Pictures aside, write out every record exactly as it appears.

**PROVIDED MATERIAL**
[Start of Attachment]
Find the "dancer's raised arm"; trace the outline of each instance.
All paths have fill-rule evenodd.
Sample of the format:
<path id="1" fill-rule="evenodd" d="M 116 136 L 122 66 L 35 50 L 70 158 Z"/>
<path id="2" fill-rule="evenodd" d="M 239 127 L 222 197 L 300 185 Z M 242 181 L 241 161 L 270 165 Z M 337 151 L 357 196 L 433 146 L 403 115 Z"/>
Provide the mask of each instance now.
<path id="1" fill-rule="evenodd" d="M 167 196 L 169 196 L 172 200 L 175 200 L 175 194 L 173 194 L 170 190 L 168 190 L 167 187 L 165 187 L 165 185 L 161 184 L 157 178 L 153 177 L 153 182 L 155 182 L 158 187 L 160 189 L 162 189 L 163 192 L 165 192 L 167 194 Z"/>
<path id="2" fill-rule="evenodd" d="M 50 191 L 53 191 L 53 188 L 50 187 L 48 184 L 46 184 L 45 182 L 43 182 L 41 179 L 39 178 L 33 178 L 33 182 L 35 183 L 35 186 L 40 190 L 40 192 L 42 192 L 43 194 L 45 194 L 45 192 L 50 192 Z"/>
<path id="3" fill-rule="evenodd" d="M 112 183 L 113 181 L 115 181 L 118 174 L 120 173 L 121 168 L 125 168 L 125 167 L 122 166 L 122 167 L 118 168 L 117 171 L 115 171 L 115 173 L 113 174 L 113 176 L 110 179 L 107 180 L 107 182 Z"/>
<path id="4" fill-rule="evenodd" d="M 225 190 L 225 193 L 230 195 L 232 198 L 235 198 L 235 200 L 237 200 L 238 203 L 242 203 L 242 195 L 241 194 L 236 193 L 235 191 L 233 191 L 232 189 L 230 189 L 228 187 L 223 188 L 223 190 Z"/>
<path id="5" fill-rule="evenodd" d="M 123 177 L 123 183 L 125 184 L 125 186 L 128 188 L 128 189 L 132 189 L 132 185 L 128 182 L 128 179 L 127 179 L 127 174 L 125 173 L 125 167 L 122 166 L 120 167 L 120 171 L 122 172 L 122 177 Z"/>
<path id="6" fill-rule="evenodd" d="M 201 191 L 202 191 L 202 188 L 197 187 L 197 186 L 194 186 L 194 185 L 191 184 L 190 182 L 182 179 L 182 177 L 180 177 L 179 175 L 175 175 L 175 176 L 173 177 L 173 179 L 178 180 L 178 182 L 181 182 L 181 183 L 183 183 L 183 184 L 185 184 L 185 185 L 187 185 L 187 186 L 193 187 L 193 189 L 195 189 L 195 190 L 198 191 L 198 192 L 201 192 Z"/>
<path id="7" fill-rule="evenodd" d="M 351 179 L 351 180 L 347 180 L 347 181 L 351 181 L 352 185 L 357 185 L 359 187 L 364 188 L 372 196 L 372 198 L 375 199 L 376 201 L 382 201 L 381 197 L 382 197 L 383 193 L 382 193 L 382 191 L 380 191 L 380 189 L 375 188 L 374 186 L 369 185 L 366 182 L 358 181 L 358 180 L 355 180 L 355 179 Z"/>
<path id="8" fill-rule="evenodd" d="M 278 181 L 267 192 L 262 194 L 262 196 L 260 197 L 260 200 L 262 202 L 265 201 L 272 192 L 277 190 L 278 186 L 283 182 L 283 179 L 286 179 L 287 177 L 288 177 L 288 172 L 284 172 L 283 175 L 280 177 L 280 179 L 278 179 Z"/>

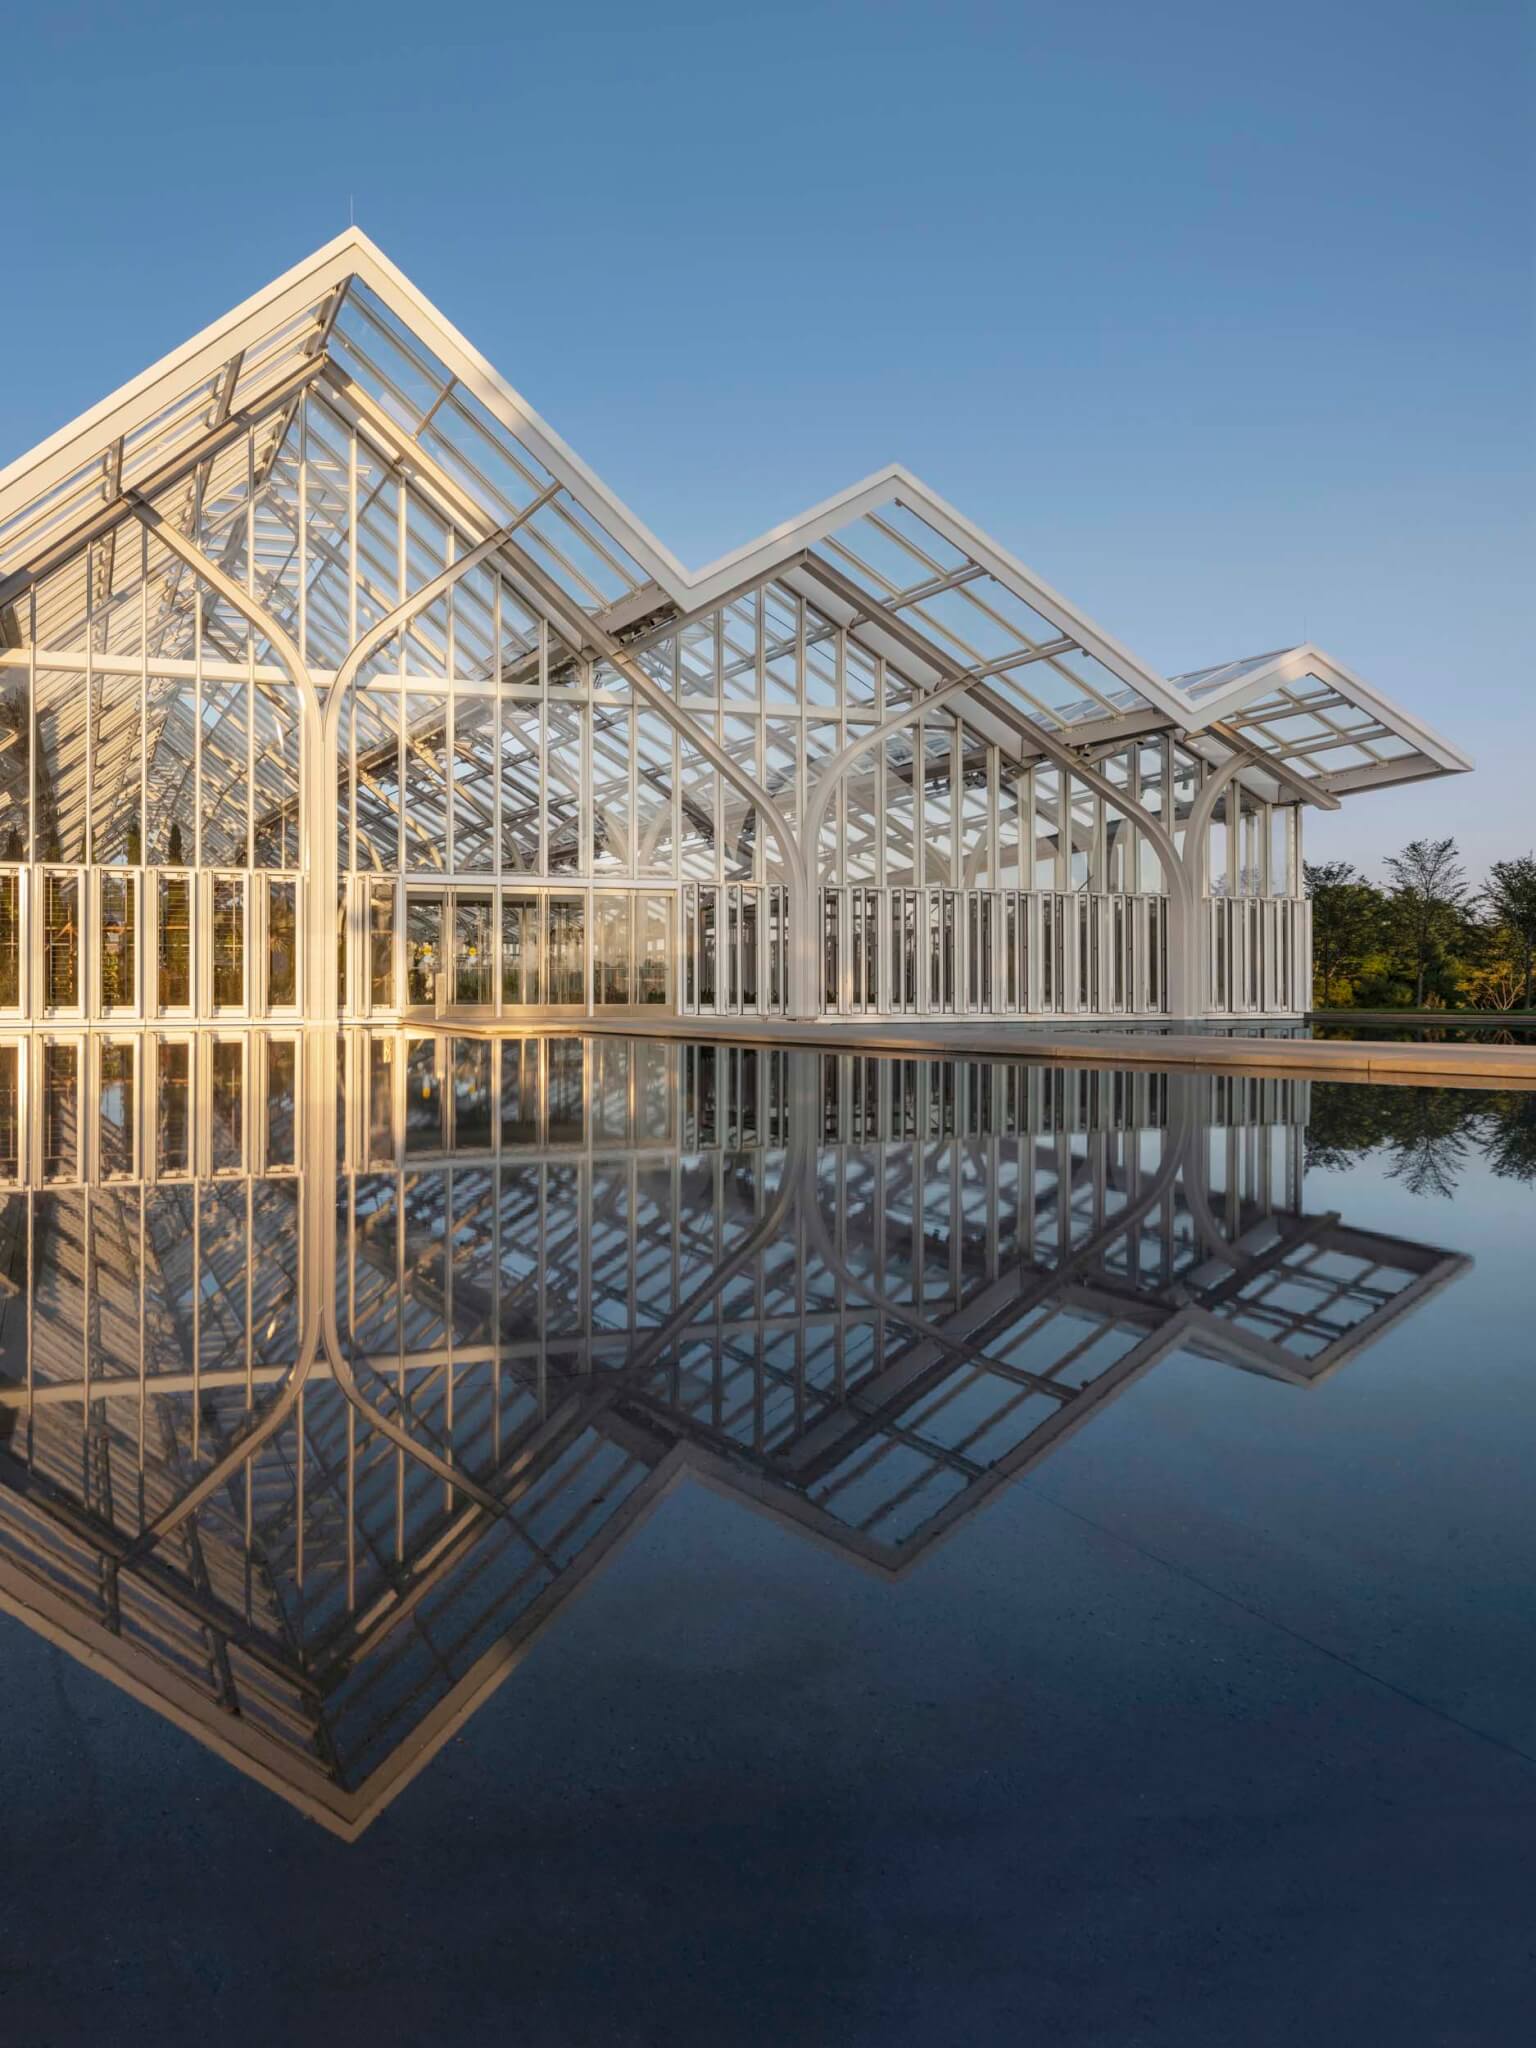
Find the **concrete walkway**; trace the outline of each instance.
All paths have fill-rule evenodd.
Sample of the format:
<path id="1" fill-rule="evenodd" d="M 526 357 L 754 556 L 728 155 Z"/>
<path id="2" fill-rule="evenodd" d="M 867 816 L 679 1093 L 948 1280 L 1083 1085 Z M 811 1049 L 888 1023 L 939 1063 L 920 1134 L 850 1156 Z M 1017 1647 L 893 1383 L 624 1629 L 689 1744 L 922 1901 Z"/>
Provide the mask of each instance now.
[End of Attachment]
**REPLY TO THE TASK**
Find the "dancer's raised arm"; trace the outline of each instance.
All paths have fill-rule evenodd.
Sample of the format:
<path id="1" fill-rule="evenodd" d="M 116 136 L 122 66 L 35 50 L 70 158 Z"/>
<path id="2" fill-rule="evenodd" d="M 239 127 L 222 197 L 300 185 Z M 242 181 L 241 161 L 270 165 Z M 337 151 L 357 196 L 433 146 L 403 115 Z"/>
Provide the mask of each instance now.
<path id="1" fill-rule="evenodd" d="M 167 196 L 169 196 L 172 200 L 175 200 L 175 194 L 173 194 L 170 190 L 168 190 L 167 187 L 165 187 L 165 185 L 161 184 L 157 178 L 153 177 L 153 182 L 155 182 L 158 187 L 160 189 L 162 189 L 163 192 L 165 192 L 167 194 Z"/>
<path id="2" fill-rule="evenodd" d="M 50 191 L 53 191 L 53 188 L 50 187 L 48 184 L 46 184 L 45 182 L 43 182 L 41 179 L 39 178 L 33 178 L 33 182 L 35 183 L 35 186 L 40 190 L 40 192 L 42 192 L 43 194 L 45 194 L 45 192 L 50 192 Z"/>
<path id="3" fill-rule="evenodd" d="M 112 183 L 113 181 L 115 181 L 118 174 L 120 173 L 121 168 L 125 168 L 125 167 L 122 166 L 122 167 L 118 168 L 117 171 L 115 171 L 115 173 L 113 174 L 113 176 L 110 179 L 107 180 L 107 182 Z"/>
<path id="4" fill-rule="evenodd" d="M 225 190 L 225 193 L 230 195 L 232 198 L 235 198 L 235 200 L 237 200 L 238 203 L 242 203 L 242 195 L 241 194 L 236 193 L 235 191 L 233 191 L 232 189 L 230 189 L 228 187 L 223 188 L 223 190 Z"/>
<path id="5" fill-rule="evenodd" d="M 123 177 L 123 183 L 125 184 L 125 186 L 128 188 L 128 189 L 132 189 L 132 185 L 128 182 L 128 179 L 127 179 L 127 174 L 125 173 L 125 167 L 122 166 L 120 167 L 120 171 L 122 172 L 122 177 Z"/>
<path id="6" fill-rule="evenodd" d="M 201 191 L 202 191 L 202 188 L 197 187 L 197 186 L 194 186 L 194 185 L 191 184 L 190 182 L 182 179 L 182 177 L 180 177 L 179 175 L 175 175 L 175 176 L 173 177 L 173 179 L 178 180 L 178 182 L 181 182 L 181 183 L 183 183 L 183 184 L 185 184 L 185 185 L 187 185 L 187 186 L 193 187 L 193 189 L 195 189 L 195 190 L 198 191 L 198 192 L 201 192 Z"/>
<path id="7" fill-rule="evenodd" d="M 351 179 L 351 180 L 347 180 L 347 181 L 351 181 L 352 185 L 357 185 L 359 187 L 364 188 L 372 196 L 372 198 L 375 199 L 376 201 L 382 201 L 381 197 L 382 197 L 383 193 L 382 193 L 382 191 L 380 191 L 380 189 L 375 188 L 374 186 L 369 185 L 366 182 L 358 181 L 358 180 L 355 180 L 355 179 Z"/>
<path id="8" fill-rule="evenodd" d="M 278 181 L 267 192 L 262 194 L 262 196 L 260 197 L 260 200 L 262 202 L 265 201 L 272 192 L 277 190 L 278 186 L 283 182 L 283 179 L 286 179 L 287 177 L 288 177 L 288 172 L 284 172 L 283 175 L 280 177 L 280 179 L 278 179 Z"/>

Find the **concrete walkway**; trace the outline of each instance.
All paths have fill-rule evenodd.
Sample of the format:
<path id="1" fill-rule="evenodd" d="M 526 357 L 754 556 L 728 155 Z"/>
<path id="2" fill-rule="evenodd" d="M 867 816 L 679 1093 L 948 1280 L 1083 1085 Z M 811 1049 L 888 1023 L 939 1063 L 920 1134 L 850 1156 Z M 1017 1647 L 893 1383 L 624 1629 L 689 1744 L 922 1901 Z"/>
Provide the mask of each instance now.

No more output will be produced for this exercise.